**Your objective**
Set down, without alteration, the lines from the one that contains "Tag the picnic" through the final line of the material below.

**Data for the task**
[Start of section]

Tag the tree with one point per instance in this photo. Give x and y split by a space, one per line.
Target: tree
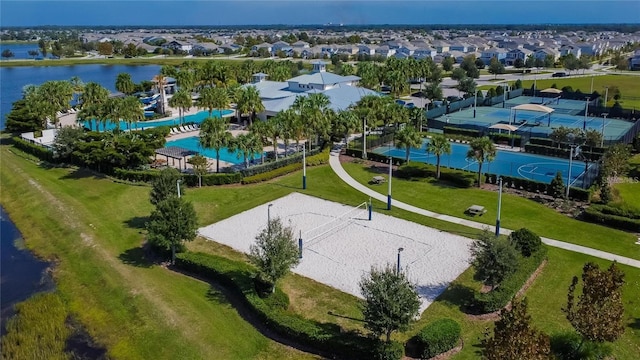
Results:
181 100
447 63
165 185
391 301
438 145
557 186
496 67
200 167
173 222
481 150
494 259
7 53
598 314
124 84
214 135
514 337
408 138
274 253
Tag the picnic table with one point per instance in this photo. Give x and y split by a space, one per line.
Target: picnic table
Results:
476 210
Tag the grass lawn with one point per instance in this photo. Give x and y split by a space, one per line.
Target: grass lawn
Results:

[End of section]

**Your response**
Tag the picnic table with one point per instance in this photo. Give x and y split by a space, one per line.
Target: picnic table
Results:
476 210
Tag the grass lawn with one point per instance in this photo. Give x and y split by a space, one per line.
Target: grass lawn
Results:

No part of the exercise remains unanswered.